_Data records:_
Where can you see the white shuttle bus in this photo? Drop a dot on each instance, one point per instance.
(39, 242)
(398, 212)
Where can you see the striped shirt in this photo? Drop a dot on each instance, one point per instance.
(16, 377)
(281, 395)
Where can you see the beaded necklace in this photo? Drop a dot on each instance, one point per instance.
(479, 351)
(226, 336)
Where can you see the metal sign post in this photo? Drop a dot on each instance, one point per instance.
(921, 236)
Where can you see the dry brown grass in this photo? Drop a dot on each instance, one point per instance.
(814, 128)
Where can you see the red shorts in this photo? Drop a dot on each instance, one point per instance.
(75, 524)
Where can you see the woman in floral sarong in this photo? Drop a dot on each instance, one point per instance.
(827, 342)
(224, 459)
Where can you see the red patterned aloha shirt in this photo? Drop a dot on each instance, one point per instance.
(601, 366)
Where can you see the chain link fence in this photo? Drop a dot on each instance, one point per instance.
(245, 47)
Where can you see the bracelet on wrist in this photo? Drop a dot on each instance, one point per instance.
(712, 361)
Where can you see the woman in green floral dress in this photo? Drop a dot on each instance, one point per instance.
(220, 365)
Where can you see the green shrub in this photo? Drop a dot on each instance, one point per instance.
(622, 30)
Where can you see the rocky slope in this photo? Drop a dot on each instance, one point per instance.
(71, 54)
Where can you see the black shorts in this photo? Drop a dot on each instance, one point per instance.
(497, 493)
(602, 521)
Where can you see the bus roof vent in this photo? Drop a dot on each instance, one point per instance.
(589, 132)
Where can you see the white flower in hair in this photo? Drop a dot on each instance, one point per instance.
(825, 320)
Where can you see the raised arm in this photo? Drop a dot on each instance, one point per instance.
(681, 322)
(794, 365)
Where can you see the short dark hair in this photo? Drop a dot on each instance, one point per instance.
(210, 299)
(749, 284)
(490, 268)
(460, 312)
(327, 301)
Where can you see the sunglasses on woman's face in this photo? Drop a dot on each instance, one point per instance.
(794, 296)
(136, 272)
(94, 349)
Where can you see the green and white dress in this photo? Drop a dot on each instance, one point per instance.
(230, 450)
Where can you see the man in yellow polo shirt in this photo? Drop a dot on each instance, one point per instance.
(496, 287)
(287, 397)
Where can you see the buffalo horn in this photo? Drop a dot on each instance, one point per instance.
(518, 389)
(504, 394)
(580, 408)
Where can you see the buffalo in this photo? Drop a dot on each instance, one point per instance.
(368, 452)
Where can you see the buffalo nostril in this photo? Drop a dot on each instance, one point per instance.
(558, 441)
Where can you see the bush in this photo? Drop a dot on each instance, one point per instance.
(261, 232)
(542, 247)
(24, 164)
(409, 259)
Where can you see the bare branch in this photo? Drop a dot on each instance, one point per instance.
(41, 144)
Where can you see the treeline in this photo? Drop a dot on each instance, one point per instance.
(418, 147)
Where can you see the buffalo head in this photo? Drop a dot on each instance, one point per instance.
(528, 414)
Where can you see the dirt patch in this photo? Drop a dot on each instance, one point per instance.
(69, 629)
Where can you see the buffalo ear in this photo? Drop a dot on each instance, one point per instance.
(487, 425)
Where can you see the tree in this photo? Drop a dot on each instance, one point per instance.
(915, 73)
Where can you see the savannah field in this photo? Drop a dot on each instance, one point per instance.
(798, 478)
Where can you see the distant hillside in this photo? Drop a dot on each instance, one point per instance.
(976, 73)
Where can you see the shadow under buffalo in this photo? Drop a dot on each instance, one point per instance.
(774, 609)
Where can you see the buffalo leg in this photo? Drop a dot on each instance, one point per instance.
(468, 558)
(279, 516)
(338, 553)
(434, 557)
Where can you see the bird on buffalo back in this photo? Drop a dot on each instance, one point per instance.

_What you should do:_ Return the records given above in their entirety, word for word.

_Task response:_
Where can you see the white shuttle bus in this photo? Drop a dot on each instance, one point per instance.
(39, 242)
(398, 212)
Where can you see the striped shirt in this photo? Drop a dot on each instance, one point per instance.
(16, 377)
(281, 395)
Where can you see the beaded necklace in this photo? Drop a dot on each instance, one point per instance.
(479, 351)
(226, 336)
Where can you see the metal sign post in this photo? Drop a dot on each instance, one point per instance.
(921, 236)
Where can you see the dry brown grass in this photo? Drop a dot on each instance, one point per instance.
(814, 128)
Where can you see the red shorts in this photo? Drop a dot on each instance, one point per instance.
(75, 524)
Where can you see the woman in floral sarong in this photo? Drop a dot on each instance, one point per instance.
(827, 342)
(224, 459)
Where can you see the red patterned aloha shirt in this photo? Drop a dot on each instance, one point per instance.
(601, 366)
Where can you see the chain link fence in this photo? Drop a dot on each instance, one point per instance.
(245, 47)
Where can you see the bracelet on wrist in this photo? Drop a dot on each instance, one point per instance.
(712, 361)
Where can you see the woman in green floral dress in this photo? Drop a dot on each instance, one point per instance.
(220, 365)
Where can you see the green shrub in this photo? Drop a dot on each instance, one point per instance.
(622, 30)
Where can you see the rocky slope in this photo? Drop a dot on each instance, one point per instance.
(71, 54)
Where can you see the black shorts in this photo? Drop a dot on each instance, one point per instance.
(497, 493)
(602, 521)
Where can you see the bus roof vent in this photo? Drop a dot on each instance, one point per instance.
(589, 132)
Where can you see the white flower in hair in this photo? Drop a dot on each instance, one point per instance.
(825, 320)
Where can you see the raised arm in this photo? Drop a dot on each instance, one point per instance.
(681, 322)
(794, 365)
Where can you see the short dark hair in this photo? Drop a dot on each instance, one point per instance.
(210, 299)
(749, 284)
(490, 268)
(460, 312)
(327, 301)
Where can you see the sunglasses on woman's face in this photo? Drop a dot on each instance, one point per instance.
(794, 296)
(136, 272)
(94, 349)
Where can you see the green and white dress in this photo? Drop a dot on each instance, one point per instance.
(230, 450)
Where can you see the man in yellow polo shirt in this photo? Drop a dot on each instance, one point per instance.
(496, 287)
(287, 397)
Where can you see the buffalo horn in this photo? Drop a dot on each instance, one point per instance.
(518, 389)
(504, 394)
(580, 408)
Where can you see the buffalo in this photo? Drop a dot on each instance, one point per instance.
(368, 452)
Where can you see the buffalo nostril in this photo? Drop a dot on each instance, one point per instance.
(558, 441)
Where can you see the bush in this photo? Drop a dot on each instance, one point per instance.
(261, 232)
(542, 247)
(24, 164)
(409, 259)
Where can you see the bare branch in this photo? Drop a dot on each instance, one point per instance.
(41, 144)
Where can you see the treeline in this photo? Drop a dot on each instance, one point per instance.
(418, 147)
Where can you see the buffalo head in this photo? Drop a dot on each instance, one point per instance.
(528, 414)
Where can you see the dirt patch in this photo? Drop a dot on each instance, one point per instance.
(69, 629)
Where can you see the buffalo ear in this photo? Drop a dot on each instance, one point per instance.
(487, 425)
Where can you see the tree in this photo? Drop a dot on each instance, one point per instance.
(915, 73)
Where can you see the savannah field in this photo? Drop a dot on each instance, one point per instance.
(798, 478)
Where can you see the distant hillside in this photo? Drop a dot on each instance, one point per instance.
(976, 73)
Where can you see the shadow under buffalo in this photo? Drop a dot on each instance, one point per instance.
(774, 609)
Where can you see the buffalo leg in this photo? Drop a dot on each instance, one point per instance.
(468, 558)
(279, 516)
(338, 553)
(434, 557)
Where can you see the bird on buffalo back in this photo? Drop a dot on each instance, one point per instance.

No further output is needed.